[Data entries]
[Start of section]

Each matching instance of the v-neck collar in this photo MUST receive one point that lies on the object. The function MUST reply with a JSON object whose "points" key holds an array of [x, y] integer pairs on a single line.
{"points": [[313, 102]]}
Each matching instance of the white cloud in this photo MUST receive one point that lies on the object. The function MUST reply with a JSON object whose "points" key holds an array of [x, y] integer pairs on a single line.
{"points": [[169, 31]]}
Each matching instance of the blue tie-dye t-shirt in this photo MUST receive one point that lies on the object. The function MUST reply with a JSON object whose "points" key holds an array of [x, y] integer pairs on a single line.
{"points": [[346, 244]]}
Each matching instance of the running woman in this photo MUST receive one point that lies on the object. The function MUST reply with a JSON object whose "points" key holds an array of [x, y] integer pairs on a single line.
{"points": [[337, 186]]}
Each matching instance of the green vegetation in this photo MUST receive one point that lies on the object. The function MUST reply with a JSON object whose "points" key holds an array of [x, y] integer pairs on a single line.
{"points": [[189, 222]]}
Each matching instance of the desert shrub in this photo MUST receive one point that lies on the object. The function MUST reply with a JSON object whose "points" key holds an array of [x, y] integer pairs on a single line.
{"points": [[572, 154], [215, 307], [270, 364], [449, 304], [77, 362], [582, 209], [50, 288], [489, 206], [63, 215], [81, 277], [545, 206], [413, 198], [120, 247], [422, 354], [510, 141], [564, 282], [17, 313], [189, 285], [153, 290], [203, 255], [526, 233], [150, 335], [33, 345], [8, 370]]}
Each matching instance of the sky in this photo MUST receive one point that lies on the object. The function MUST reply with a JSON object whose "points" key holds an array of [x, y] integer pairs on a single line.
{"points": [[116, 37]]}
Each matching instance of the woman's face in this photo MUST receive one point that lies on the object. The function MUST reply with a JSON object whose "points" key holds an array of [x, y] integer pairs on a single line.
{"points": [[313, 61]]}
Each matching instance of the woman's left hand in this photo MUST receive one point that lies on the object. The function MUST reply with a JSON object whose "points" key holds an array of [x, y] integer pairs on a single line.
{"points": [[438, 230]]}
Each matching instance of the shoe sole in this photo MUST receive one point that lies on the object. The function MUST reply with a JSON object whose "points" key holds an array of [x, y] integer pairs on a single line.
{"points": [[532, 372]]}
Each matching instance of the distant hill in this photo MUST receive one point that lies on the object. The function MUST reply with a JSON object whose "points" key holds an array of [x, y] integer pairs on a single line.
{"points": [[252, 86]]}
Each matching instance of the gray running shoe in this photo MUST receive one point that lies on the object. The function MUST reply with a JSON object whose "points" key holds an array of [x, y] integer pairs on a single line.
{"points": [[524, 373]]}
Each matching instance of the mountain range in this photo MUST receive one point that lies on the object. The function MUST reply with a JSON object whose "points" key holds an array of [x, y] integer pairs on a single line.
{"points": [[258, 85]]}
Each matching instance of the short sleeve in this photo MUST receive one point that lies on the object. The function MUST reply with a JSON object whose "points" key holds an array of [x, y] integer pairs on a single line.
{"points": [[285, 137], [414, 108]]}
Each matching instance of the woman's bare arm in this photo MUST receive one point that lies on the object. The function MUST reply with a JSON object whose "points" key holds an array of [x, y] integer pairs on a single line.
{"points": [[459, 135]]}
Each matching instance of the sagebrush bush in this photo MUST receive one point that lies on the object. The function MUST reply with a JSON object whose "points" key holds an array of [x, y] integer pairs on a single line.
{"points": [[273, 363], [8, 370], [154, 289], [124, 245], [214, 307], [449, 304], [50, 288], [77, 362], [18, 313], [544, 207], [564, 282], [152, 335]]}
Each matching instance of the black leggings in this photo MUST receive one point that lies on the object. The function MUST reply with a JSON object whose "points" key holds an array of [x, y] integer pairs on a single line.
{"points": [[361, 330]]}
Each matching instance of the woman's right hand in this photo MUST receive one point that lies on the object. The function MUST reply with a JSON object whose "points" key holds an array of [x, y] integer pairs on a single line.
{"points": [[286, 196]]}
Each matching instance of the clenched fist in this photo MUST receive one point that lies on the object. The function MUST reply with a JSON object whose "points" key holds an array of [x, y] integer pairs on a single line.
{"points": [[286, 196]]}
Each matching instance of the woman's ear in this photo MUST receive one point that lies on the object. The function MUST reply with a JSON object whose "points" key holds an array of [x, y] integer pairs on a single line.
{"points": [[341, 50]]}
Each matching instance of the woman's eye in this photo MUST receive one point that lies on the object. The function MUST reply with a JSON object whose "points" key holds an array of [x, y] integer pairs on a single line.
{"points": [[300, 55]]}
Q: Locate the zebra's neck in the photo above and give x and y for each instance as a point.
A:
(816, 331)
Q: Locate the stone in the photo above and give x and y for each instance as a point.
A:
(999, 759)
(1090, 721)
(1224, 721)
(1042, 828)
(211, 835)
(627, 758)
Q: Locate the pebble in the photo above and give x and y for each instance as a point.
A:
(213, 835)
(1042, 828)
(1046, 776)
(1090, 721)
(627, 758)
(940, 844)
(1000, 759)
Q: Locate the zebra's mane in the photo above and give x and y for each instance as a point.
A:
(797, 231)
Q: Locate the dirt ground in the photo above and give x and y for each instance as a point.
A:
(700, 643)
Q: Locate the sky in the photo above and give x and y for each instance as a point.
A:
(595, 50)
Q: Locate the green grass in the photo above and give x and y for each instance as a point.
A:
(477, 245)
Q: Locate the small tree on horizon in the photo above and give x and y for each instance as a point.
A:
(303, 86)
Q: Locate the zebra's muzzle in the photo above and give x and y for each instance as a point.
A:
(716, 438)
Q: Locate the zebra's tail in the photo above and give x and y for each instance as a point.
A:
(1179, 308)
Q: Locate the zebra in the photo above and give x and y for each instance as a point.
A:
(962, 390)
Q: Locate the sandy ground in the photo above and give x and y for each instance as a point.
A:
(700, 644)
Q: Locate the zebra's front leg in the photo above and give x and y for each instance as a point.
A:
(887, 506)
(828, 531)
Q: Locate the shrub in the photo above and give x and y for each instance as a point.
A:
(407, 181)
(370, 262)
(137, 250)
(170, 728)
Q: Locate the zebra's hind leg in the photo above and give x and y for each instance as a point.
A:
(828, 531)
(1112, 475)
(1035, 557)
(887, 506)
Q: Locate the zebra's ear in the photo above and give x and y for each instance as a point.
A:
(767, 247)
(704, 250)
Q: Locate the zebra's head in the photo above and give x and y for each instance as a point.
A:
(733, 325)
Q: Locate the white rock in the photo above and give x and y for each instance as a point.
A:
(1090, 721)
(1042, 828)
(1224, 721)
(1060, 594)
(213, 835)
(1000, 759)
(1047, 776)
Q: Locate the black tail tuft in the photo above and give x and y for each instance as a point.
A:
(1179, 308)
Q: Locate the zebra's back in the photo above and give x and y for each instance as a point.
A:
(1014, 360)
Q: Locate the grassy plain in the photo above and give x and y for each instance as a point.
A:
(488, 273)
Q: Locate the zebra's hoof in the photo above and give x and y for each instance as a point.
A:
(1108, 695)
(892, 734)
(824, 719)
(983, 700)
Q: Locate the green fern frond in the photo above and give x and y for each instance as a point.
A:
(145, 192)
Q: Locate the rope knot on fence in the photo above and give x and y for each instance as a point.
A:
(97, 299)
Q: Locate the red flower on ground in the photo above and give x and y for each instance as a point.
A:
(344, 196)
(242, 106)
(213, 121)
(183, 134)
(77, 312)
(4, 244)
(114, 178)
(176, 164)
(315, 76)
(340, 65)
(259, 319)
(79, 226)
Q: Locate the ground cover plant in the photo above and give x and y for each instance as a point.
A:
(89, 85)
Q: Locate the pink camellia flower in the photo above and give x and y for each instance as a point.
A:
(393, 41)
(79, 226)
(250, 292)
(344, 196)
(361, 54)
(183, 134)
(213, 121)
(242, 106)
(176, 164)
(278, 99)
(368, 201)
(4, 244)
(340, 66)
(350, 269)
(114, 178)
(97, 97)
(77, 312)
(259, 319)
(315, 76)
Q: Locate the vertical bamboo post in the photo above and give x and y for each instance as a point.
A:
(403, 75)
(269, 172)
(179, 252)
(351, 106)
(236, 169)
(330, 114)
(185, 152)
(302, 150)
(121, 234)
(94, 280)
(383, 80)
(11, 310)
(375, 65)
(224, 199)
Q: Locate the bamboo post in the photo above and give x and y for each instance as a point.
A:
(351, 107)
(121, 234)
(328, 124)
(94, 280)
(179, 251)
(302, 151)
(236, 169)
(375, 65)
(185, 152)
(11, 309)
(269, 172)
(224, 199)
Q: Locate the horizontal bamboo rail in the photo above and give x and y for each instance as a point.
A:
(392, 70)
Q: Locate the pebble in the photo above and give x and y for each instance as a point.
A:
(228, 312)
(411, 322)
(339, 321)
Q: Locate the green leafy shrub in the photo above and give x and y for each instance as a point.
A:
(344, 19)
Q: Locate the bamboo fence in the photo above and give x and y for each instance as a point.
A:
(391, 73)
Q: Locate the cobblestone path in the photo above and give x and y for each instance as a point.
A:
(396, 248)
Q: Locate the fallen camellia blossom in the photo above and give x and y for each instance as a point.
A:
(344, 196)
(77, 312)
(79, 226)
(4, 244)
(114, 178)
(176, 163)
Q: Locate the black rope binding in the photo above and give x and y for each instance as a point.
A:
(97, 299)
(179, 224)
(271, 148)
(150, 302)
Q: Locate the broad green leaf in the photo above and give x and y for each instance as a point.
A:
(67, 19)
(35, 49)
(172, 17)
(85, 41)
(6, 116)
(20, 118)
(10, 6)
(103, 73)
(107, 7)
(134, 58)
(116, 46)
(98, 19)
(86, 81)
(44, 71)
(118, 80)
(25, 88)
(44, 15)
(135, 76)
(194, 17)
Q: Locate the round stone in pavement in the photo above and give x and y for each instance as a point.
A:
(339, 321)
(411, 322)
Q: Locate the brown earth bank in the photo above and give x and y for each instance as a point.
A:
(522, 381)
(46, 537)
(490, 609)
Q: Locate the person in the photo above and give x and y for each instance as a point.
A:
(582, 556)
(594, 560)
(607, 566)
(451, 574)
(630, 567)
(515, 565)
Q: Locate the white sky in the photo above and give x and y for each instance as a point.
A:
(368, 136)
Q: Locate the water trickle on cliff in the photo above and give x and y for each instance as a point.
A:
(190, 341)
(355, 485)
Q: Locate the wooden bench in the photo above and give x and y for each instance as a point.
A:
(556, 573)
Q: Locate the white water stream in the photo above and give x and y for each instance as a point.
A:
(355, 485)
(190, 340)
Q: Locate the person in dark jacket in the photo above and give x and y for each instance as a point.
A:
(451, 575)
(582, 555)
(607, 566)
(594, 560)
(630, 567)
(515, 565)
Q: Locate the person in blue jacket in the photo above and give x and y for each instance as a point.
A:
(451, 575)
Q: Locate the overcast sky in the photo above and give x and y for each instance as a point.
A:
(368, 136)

[End of section]

> **Your objective**
Every line above that holds the string "bamboo" should be returned.

> **Answer space**
Q: Locate the vertical bamboo post in the photo above and give x and y for each instance as a point.
Q: Locate the bamboo post in the photo above and give x and y for each instance as a point.
Q: Locate the horizontal bamboo rail in the photo above and give x and y for each instance as a point.
Q: Locate the bamboo fence in the photo above and give x and y for each instance as a point.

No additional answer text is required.